## Excerpt to read
But that opens the debate stage to underdogs like Florida Governor Ron DeSantis, businessman Vivek Ramaswamy and former Vice President Mike Pence, who hope to use the spotlight to gain traction — and possibly knock Trump out of the top spot.
These televised debates can be launchpads for successful campaigns, and the Republican Party is hoping that a candidate will emerge who can unseat incumbent President Joe Biden, a Democrat. The inaugural debate is being held in Milwaukee, Wisconsin, a pivotal battleground state that Biden narrowly won in the 2020 presidential election.
Who are the candidates, what issues will be discussed, and how can you watch the debate? We answer these questions and more in this quick and easy explainer.
Who is participating?
They include DeSantis, Pence and Ramaswamy, as well as South Carolina Senator Tim Scott, former UN ambassador Nikki Haley, former New Jersey Governor Chris Christie, North Dakota Governor Doug Burgum and former Arkansas Governor Asa Hutchinson.
To make the cut, the candidates had to have at least 40,000 unique donors, spread across at least 20 states. They also had to earn at least 1 percent support in three national polls or two national polls, plus a key early-state poll.
Trump also met those benchmarks, but he declined to participate.
All participants had until 48 hours before the debate to submit documentation that they met the qualifications and planned to attend.
Who didn’t make the cut?
The current Republican field is crowded, and some candidates did not meet the benchmarks to participate in the debate.
Former Texas Congressman William Hurd, talk radio host Larry Elder and businessman Perry Johnson were unable to qualify. Miami Mayor Francis Suarez also failed to make the cut, despite claiming otherwise last week.
Suarez has previously told reporters at the 2023 Iowa State Fair that candidates who did not meet the “minimum thresholds” for the debate should drop out. “I don’t think candidates should just sort of linger around if they don’t have a credible path,” he said.
The requirements will rise further for the second debate, a process meant to filter out less competitive candidates.
What is the loyalty pledge?
In addition to the debate’s eligibility requirements, candidates hoping to participate were required to sign a loyalty pledge, promising to support the Republican Party’s eventual nominee.
The pledge is designed to prevent Republican candidates from considering a third-party run, should they fail to land the nomination. Such a campaign could split the conservative vote.
But the loyalty pledge has been a sticking point for some candidates. Trump flatly rejected the pledge in an August interview with the conservative outlet Newsmax.
“I wouldn’t sign the pledge,” Trump told host Eric Bolling. “Why would I sign a pledge? There are people on there that I wouldn’t have. I wouldn’t have certain people as somebody that I’d endorse.”

## Complete the following
a) Name every candidate that the Republican debate explainer says failed to qualify for the debate.
b) Summarize the Republican debate explainer in two sentences.
c) Go on with the Republican debate explainer from the point where it ends.

## Raw data

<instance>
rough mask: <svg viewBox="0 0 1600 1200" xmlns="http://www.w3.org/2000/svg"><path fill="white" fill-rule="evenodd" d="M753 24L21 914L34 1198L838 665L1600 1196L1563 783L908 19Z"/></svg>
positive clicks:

## Answer list
a)
- Former Texas Congressman William Hurd
- Talk radio host Larry Elder
- Businessman Perry Johnson
- Miami Mayor Francis Suarez

b) The inaugural Republican debate in Milwaukee, Wisconsin, gives candidates such as DeSantis, Ramaswamy and Pence a spotlight to gain traction. Trump met the donor and polling benchmarks but declined to participate, while William Hurd, Larry Elder, Perry Johnson and Francis Suarez failed to qualify, and participants had to sign a loyalty pledge to support the party's eventual nominee, a pledge Trump flatly rejected.

c)
His rival Christie — an outspoken critic of the former president — has likewise called the pledge a “bad idea” and “nonsensical theatre”.
“I’m going to take the pledge just as seriously as Donald Trump took it in 2016,” Christie told CNN, referencing Trump’s decision to sign and then back out of the pledge during that year’s race.
Will Donald Trump attend?
Given Trump’s staunch opposition to the loyalty pledge, the former president’s attendance at the Republican presidential debate seemed uncertain from the outset.
But on Sunday, Trump put the rumours to rest by confirming he would skip the debate entirely.
“The public knows who I am & what a successful Presidency I had,” Trump posted on Truth Social. “I WILL THEREFORE NOT BE DOING THE DEBATES!”
Citing his strong poll numbers, Trump indicated he did not need the debate stage to rally support. A July 31 survey from the New York Times and Siena College showed the former president with a commanding lead among Republicans, with 54 percent support. That put him far ahead of his closest rival, DeSantis, at 17 percent.
“As everyone is aware, my Poll numbers, over a ‘wonderful’ field of Republican candidates, are extraordinary,” he wrote on Truth Social on Thursday. “Why would I Debate?”
The former president also expressed discomfort with Fox News hosting the debate, accusing the network of portraying him in an unflattering light.
“Why doesn’t Fox and Friends show all of the Polls where I am beating Biden, by a lot,” he posted last Thursday. “They purposely show the absolutely worst pictures of me.”
What issues will be discussed?
While nothing is set in stone, topics could range from crime to immigration to LGBTQ rights.
Abortion rights are likely to come up, as the Republican Party has led efforts to restrict and even ban the procedure. Former Vice President Pence recently hinted he may challenge other candidates over their hesitation to embrace nationwide abortion restrictions, though critics have warned the issue has been a mobilising force for Republican opponents.
Education is also expected to be discussed, as conservative groups like Moms for Liberty push for more control over classroom material, prompting debates about censorship.
Trump himself may crop up as a topic. The former president faces four criminal indictments, and many Republican voters consider him a victim of political persecution. Some candidates have already committed to pardoning him if elected, a question that may be weighed on the debate stage.
Who is the host?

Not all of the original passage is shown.